### EXERCISE GOAL
The response must contain each line of the material that holds "below".

### DATA TO PROCESS
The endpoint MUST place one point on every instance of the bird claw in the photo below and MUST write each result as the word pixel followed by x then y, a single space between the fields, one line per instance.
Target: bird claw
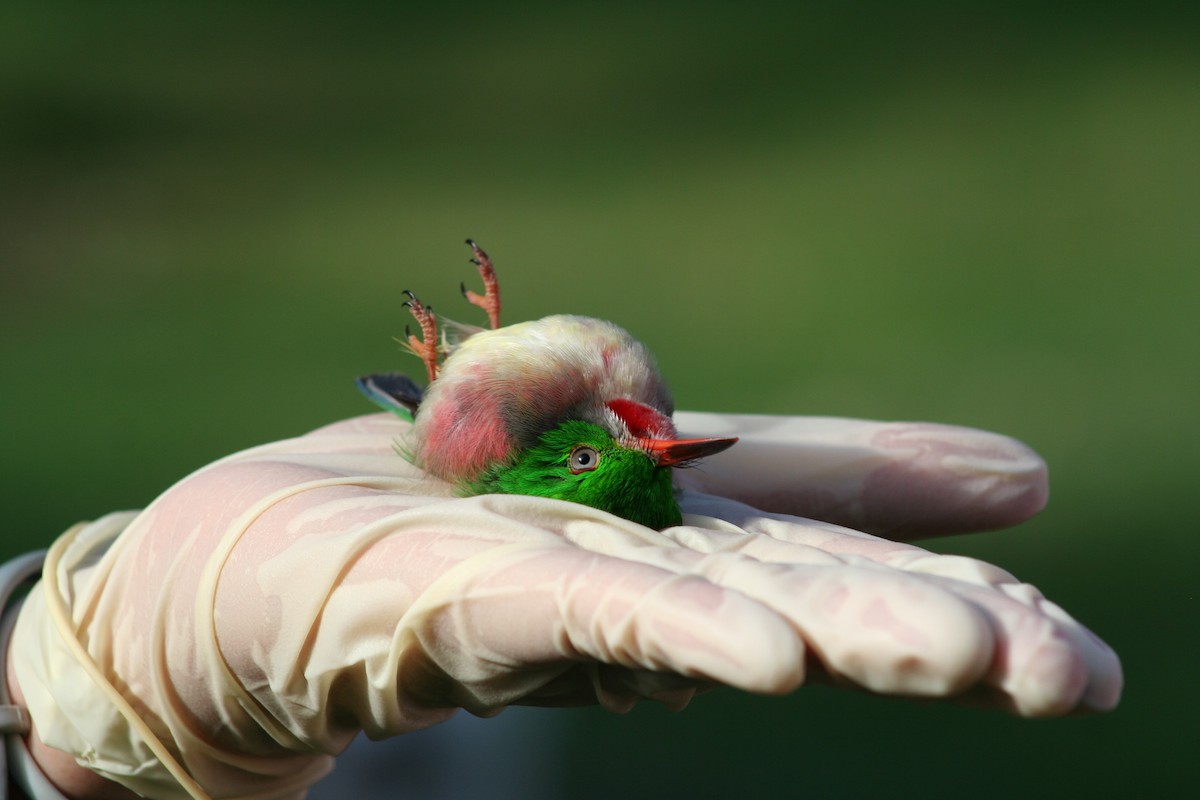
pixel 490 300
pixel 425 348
* * *
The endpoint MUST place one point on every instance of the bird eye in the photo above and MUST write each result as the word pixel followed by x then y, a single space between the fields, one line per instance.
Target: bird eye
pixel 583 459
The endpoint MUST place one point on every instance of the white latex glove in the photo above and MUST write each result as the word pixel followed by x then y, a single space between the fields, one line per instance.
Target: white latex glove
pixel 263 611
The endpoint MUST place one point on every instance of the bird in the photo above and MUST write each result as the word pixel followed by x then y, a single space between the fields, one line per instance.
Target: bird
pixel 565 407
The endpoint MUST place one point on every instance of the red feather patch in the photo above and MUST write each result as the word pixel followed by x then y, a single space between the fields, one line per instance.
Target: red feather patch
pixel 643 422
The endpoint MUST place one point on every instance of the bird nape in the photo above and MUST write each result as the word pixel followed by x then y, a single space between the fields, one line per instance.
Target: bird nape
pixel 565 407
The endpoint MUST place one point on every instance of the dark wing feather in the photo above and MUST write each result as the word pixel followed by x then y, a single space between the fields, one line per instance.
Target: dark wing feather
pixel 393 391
==
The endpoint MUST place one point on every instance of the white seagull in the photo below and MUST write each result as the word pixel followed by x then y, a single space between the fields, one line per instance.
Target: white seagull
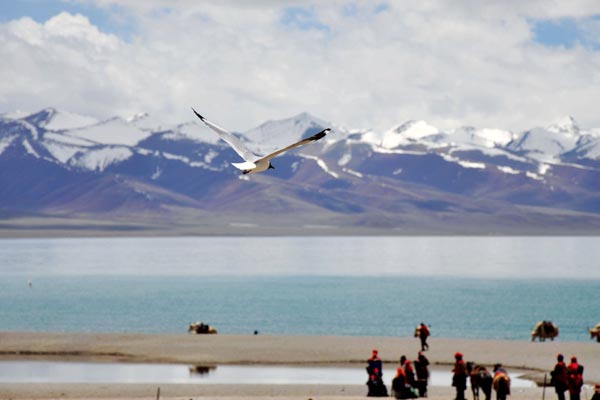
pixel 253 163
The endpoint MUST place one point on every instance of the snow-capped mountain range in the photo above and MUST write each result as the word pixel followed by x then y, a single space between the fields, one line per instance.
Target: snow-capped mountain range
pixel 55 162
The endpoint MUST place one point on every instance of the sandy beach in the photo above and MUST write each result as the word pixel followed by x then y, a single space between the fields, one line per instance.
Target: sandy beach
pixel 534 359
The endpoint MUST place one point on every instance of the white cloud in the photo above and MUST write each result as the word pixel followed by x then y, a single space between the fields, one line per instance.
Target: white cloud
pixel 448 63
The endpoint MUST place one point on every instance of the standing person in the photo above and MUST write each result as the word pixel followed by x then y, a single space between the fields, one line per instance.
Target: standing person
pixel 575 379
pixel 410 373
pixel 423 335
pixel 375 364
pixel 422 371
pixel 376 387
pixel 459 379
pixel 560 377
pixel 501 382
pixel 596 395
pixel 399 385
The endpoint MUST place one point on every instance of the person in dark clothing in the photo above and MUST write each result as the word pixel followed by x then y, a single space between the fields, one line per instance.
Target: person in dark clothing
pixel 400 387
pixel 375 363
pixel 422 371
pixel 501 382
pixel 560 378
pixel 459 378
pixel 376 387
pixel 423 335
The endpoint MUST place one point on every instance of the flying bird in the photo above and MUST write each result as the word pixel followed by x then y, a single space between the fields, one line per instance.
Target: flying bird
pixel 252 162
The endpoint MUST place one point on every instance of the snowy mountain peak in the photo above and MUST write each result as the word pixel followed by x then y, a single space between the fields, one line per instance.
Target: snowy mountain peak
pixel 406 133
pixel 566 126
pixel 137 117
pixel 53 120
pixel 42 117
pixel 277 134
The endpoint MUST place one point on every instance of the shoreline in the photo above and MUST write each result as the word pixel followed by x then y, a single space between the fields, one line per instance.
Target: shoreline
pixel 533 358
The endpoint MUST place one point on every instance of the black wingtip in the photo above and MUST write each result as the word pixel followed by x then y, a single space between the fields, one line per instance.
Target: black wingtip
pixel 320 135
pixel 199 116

### FINAL ANSWER
The endpoint MUST place one point on every instance of the bird claw in the photo below and MUST write each result as the word pixel followed by x then y, a single space between the fields, one line per instance.
The endpoint MUST place one point on every instance of the white seagull in the photo below and MUST write each result as the word pixel followed by x then y, a single space between the fields, one line per instance.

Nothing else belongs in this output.